» **Selection**:

--------

Introduction to web SSL certificates

A high level overview

Last year I wrote about how I used Letsencrypt to handle the SSL certificates for this site. In this entry I’m going to take a step back and discuss the basics of what an SSL certificate is and the steps involved in managing them. There’s a lot of jargon involved, which can make this seem more complicated than it already is.

Note that in this post I’m likely to use the words “SSL” and “TLS” interchangeably. TLS is the successor to SSL (in some respects you can think of TLS1 as SSL4) and many of the same things apply. The basics of certificates are the same. I started playing with SSL over 20 years ago, and tend to use that term (even when I should really use TLS).

Note also you may see the phrase “X509 certificate” used in some places. The format typically used to manage SSL certificates is X509; you may say that an SSL cert is an X509 cert with the “server authentication” attribute. X509 certs may also be used elsewhere (e.g. for code signing), but if you’re reading some SSL tutorial and it tells you to do stuff with the X509 file then we’re talking about the same thing.

SSL certs can be present in various services (e.g. SMTPS, IMAPS, NNTPS) but the most common use case most people see are for HTTPS (encrypted web sites, like this one). I’ll describe things in those terms, but the same concepts apply.

What is an SSL certificate used for

An SSL cert does two things for you:

  1. Identify the server
  2. Provides a means of performing public key encryption with the server

So what this means is that when you go to this site your browser will be told “Hi, I’m www.sweharris.org!”, and will be given a way of verifying that the certificate is not lying to you.

It’s important to note that the certificate doesn’t tell you who runs the site but we’ll see, later, how this can be handled.

How is it generated

Modern tools such as Letsencrypt can hide all this from you, but it may be useful to know the underlying basics.

We start off by generating a public/private key pair. Typically, today, this would be an RSA 2048 or 4096 bit key. As with all public key systems the private key is the important part and should be kept protected.

--------

» **Record extracts**:
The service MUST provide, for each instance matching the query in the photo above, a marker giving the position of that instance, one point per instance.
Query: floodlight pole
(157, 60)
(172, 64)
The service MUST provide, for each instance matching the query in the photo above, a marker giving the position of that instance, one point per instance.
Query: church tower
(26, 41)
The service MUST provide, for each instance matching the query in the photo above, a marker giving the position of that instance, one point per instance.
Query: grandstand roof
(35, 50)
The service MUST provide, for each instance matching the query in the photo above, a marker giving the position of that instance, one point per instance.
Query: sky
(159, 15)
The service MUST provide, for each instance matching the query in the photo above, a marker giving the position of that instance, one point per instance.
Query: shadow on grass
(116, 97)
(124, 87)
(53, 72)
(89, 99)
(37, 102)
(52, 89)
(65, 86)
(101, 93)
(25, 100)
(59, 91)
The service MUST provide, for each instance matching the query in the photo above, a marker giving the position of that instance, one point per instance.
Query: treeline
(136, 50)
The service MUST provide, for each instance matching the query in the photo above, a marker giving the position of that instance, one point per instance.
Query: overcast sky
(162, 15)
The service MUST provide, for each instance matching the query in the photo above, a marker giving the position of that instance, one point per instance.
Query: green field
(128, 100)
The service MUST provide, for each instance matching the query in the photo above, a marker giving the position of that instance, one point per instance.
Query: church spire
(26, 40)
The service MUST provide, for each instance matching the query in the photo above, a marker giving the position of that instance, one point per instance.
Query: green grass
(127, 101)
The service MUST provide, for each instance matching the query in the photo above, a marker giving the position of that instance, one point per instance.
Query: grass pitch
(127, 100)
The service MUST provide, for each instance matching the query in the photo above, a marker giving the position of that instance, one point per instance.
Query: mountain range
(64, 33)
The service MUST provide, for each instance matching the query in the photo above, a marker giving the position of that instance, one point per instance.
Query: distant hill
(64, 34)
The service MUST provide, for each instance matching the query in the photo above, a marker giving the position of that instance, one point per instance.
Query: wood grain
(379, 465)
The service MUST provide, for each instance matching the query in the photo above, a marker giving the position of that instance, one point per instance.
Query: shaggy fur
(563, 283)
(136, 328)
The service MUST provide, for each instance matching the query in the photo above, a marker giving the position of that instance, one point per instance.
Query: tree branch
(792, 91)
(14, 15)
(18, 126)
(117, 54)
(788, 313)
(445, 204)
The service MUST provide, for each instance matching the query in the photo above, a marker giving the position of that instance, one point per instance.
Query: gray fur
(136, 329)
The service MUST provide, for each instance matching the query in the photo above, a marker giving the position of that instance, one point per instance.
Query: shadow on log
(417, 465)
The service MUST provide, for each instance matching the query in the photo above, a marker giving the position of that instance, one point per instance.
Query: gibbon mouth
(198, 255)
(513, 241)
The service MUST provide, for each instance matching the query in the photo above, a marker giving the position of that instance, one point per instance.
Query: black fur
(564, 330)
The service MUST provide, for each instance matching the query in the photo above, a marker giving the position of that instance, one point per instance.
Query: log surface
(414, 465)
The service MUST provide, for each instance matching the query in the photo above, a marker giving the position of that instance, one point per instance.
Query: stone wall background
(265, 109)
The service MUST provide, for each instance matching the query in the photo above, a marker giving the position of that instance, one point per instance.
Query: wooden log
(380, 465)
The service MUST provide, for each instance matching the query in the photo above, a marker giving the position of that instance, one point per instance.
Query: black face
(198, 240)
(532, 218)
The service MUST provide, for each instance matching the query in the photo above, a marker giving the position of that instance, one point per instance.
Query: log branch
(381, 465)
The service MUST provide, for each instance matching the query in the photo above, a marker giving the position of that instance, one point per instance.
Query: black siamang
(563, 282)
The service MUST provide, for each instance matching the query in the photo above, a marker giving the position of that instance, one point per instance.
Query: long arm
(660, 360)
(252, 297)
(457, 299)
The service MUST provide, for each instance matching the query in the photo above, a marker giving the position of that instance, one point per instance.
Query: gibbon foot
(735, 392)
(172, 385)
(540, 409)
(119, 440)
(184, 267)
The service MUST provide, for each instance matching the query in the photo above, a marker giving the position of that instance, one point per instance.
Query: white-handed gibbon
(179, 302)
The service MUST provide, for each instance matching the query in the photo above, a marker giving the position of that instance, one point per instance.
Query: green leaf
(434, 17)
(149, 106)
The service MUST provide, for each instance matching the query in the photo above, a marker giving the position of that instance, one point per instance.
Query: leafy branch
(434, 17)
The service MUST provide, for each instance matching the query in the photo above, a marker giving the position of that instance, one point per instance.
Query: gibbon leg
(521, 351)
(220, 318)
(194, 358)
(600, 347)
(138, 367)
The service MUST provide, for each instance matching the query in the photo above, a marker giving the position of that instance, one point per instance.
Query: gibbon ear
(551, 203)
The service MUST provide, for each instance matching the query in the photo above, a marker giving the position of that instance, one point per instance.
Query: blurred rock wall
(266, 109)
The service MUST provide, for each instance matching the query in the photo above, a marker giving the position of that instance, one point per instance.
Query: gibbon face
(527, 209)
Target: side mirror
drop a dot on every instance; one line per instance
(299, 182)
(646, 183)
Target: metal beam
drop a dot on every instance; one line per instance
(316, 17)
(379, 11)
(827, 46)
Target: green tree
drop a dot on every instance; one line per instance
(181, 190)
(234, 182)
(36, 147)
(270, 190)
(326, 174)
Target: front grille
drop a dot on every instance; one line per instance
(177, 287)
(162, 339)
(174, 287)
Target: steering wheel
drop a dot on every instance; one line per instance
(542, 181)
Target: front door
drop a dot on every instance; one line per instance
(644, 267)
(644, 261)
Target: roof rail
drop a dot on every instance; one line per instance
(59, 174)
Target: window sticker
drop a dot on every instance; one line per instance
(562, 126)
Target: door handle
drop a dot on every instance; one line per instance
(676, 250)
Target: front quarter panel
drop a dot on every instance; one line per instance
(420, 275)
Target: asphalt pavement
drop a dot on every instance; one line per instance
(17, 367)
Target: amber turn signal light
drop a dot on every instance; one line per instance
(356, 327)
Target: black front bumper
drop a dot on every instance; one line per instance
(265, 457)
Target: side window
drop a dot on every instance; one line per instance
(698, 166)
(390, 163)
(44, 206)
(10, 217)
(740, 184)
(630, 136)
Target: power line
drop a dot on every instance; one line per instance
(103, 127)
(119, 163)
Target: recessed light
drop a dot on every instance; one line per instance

--------

» **Requirement**: Restate the SSL certificate text between "SSL certs can" and "same concepts apply.", inclusive, changing "HTTPS" to "secure HTTP".

» **The solution**:
SSL certs can be present in various services (e.g. SMTPS, IMAPS, NNTPS) but the most common use case most people see are for secure HTTP (encrypted web sites, like this one). I’ll describe things in those terms, but the same concepts apply.